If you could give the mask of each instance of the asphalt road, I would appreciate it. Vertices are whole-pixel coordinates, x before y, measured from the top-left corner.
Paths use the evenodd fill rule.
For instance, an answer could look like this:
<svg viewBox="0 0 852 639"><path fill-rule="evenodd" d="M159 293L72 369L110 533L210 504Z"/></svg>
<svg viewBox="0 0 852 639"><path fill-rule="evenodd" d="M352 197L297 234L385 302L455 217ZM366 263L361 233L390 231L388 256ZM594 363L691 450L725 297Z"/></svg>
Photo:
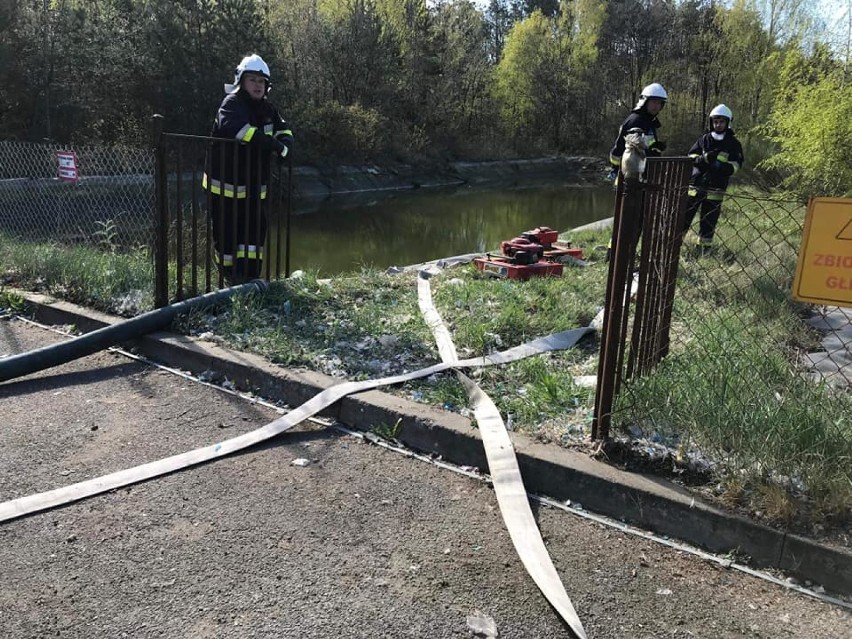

_ _ _ _

Render every line of the records above as a numbered list, skipping blank lines and leaving out the pictures.

1. If you could give the mask of each instance of the asphalt road, I would appreciate it. Vertices are whole-pixel coordinates, x before y, measured from the top-left corner.
2. Paths use the evenodd fill rule.
3. For instance, an answer could look like this:
4. <svg viewBox="0 0 852 639"><path fill-rule="evenodd" d="M159 293L72 369L110 533L210 504Z"/></svg>
5. <svg viewBox="0 0 852 639"><path fill-rule="evenodd" d="M352 197L297 234L385 302L455 217ZM366 263L361 233L390 231L388 256ZM594 363L691 450L725 297Z"/></svg>
6. Photo:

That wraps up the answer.